══ DATA SHOWN

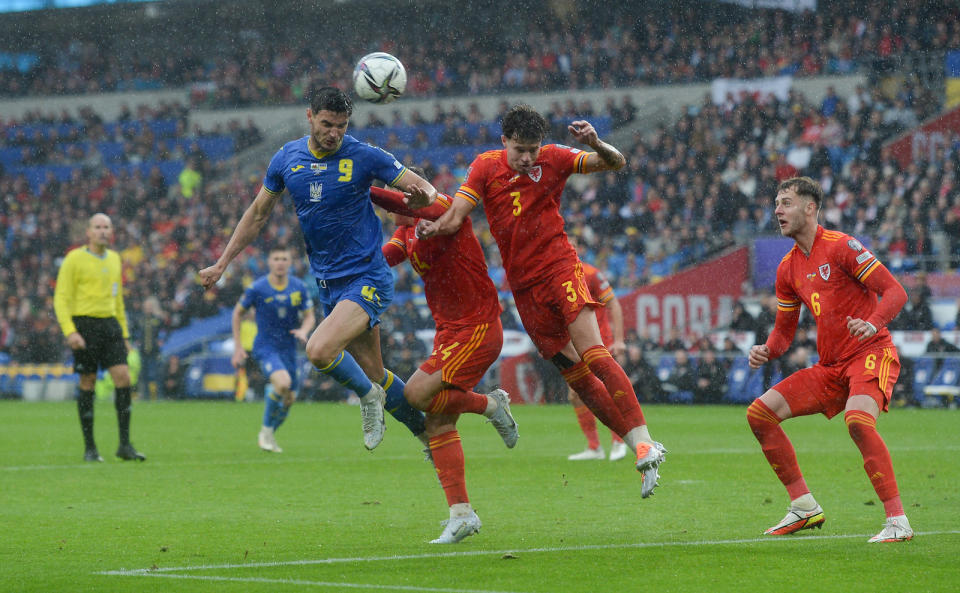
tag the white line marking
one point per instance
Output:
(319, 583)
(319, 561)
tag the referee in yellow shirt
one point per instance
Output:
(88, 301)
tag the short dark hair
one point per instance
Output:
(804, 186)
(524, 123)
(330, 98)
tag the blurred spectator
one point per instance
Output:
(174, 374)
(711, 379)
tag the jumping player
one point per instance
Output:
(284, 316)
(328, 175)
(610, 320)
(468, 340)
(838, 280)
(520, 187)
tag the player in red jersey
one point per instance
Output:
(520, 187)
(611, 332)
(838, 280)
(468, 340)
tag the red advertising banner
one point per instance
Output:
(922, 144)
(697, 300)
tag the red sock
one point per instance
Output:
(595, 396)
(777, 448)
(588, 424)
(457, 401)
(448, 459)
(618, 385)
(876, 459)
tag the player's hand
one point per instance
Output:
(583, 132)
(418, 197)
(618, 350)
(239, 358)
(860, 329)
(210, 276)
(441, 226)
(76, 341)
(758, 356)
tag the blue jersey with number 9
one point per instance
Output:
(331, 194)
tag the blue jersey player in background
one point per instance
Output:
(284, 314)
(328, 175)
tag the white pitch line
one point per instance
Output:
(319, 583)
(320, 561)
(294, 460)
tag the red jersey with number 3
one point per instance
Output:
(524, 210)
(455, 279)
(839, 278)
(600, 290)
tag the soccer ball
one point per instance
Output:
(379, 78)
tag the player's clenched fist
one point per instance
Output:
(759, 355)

════

■ EXERCISE OBJECTIVE ■
Pictures are to be left out; repeat all the remaining data exactly.

■ YOUR RESPONSE ■
tag the white line marking
one point per instance
Output:
(319, 583)
(319, 561)
tag the referee in yellow shirt
one point per instance
Output:
(88, 301)
tag the short dark hair
one point per instance
Output:
(804, 186)
(524, 123)
(330, 98)
tag the blurred spectator
one point per instance
Output:
(174, 374)
(711, 379)
tag the jumping player
one point per instance
Output:
(284, 316)
(328, 175)
(610, 320)
(468, 340)
(838, 280)
(520, 187)
tag the player in red jersey
one point per instance
Output:
(520, 187)
(611, 332)
(838, 280)
(468, 340)
tag the red advertising banner
one point per instance
Output:
(922, 144)
(697, 300)
tag the red sock
one point per instance
Output:
(595, 396)
(777, 448)
(588, 424)
(457, 401)
(448, 459)
(618, 385)
(876, 459)
tag the player's hand
one point per instance
Output:
(583, 132)
(418, 197)
(618, 350)
(239, 358)
(860, 329)
(210, 276)
(441, 226)
(76, 341)
(758, 356)
tag the blue jersey with number 9
one point per instance
Output:
(331, 194)
tag the blue jersey player in background
one point per instance
Output:
(284, 314)
(328, 175)
tag the white pitch line
one point per instance
Output:
(319, 583)
(320, 561)
(294, 460)
tag the red jersey with number 3
one point per instance
Output:
(524, 210)
(455, 279)
(839, 278)
(600, 290)
tag the soccer ball
one point per instance
Output:
(379, 78)
tag the player's clenched fist
one point per instance
Output:
(759, 355)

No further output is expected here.